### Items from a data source

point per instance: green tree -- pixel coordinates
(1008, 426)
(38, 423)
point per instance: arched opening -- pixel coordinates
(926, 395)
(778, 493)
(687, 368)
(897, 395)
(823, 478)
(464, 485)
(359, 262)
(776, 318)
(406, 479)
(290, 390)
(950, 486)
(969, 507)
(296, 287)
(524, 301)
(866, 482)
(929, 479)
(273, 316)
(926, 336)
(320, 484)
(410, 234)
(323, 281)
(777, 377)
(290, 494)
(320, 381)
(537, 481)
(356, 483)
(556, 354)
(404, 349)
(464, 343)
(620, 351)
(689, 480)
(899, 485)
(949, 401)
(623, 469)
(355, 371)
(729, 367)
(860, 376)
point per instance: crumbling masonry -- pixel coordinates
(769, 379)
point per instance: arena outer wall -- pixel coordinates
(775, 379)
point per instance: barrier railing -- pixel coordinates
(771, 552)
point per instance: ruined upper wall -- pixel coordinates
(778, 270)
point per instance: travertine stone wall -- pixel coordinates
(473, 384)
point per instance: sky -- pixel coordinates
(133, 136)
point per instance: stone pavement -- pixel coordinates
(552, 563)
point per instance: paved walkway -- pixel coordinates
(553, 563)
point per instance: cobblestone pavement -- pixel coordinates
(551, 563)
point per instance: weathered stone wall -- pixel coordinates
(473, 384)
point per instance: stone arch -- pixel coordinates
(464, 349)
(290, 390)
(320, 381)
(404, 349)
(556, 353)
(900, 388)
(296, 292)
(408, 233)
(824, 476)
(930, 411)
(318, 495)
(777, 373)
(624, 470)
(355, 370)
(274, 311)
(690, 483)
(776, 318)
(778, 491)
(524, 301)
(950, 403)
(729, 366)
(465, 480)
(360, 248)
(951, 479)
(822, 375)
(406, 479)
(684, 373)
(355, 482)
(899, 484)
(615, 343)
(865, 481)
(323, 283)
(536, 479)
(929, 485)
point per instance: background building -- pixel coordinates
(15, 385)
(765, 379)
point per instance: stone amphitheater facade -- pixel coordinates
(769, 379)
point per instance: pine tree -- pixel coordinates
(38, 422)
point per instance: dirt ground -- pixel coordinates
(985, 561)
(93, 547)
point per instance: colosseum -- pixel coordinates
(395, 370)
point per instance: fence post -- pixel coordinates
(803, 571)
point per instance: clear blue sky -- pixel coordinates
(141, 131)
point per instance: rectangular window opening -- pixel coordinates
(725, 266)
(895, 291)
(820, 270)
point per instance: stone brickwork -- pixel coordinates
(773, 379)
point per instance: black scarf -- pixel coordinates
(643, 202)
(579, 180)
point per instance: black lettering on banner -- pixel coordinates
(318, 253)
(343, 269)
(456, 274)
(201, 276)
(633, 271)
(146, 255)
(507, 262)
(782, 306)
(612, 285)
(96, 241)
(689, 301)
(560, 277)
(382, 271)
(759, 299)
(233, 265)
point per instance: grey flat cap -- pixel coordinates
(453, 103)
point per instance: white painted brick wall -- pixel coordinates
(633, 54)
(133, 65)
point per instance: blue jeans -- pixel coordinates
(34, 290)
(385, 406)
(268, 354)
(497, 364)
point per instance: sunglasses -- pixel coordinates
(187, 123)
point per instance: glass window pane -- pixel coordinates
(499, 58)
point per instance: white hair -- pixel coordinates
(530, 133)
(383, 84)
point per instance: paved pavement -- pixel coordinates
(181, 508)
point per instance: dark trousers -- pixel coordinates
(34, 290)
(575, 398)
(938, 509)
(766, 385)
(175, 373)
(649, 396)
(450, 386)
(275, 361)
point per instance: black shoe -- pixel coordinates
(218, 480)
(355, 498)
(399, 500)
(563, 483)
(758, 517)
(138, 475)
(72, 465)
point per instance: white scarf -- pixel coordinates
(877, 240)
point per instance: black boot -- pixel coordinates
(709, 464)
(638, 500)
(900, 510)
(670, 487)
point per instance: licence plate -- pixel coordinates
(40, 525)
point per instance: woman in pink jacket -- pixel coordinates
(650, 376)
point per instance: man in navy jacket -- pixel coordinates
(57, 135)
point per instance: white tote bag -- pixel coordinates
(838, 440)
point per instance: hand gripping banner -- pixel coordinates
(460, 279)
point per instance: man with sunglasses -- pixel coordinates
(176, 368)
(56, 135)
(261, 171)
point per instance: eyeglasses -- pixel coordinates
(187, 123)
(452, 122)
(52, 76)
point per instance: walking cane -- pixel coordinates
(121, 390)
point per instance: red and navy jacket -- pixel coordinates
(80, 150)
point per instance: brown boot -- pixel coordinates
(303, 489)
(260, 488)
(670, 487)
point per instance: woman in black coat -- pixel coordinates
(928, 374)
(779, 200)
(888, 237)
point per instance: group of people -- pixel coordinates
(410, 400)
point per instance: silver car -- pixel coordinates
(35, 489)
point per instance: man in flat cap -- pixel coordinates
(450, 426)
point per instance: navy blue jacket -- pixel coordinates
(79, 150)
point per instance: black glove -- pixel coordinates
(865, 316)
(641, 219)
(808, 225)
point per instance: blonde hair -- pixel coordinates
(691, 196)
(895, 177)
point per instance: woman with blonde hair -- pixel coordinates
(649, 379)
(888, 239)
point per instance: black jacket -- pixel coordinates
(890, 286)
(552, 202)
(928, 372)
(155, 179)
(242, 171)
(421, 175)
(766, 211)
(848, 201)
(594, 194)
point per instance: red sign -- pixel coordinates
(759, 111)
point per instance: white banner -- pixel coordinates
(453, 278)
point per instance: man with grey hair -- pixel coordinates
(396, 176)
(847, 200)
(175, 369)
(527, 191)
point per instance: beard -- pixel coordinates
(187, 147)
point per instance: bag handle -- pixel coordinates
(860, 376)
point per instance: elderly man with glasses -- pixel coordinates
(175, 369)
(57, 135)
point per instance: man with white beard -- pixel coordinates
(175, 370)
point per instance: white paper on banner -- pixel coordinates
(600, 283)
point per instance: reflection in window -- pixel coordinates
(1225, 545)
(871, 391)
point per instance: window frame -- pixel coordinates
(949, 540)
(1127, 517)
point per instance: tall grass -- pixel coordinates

### Aim of the exercise
Rescale the listing from the line that contains "point per instance: elderly" through the end of the listing, rewriting every line in that stretch. Multiply each pixel coordinate by 0.45 and round to whole numbers with halves rounded up, copying the lines that hold no coordinates unchanged.

### Completed exercise
point per instance: elderly man with glasses -- pixel coordinates
(79, 166)
(26, 61)
point per instance: man with white beard -- pixel coordinates
(79, 167)
point per instance: white paper on banner -- pixel coordinates
(270, 127)
point per instance: reflection in window -- pixel coordinates
(551, 245)
(392, 176)
point per instance: window frame -- pixel coordinates
(427, 243)
(507, 233)
point per instance: tall grass -- pixel coordinates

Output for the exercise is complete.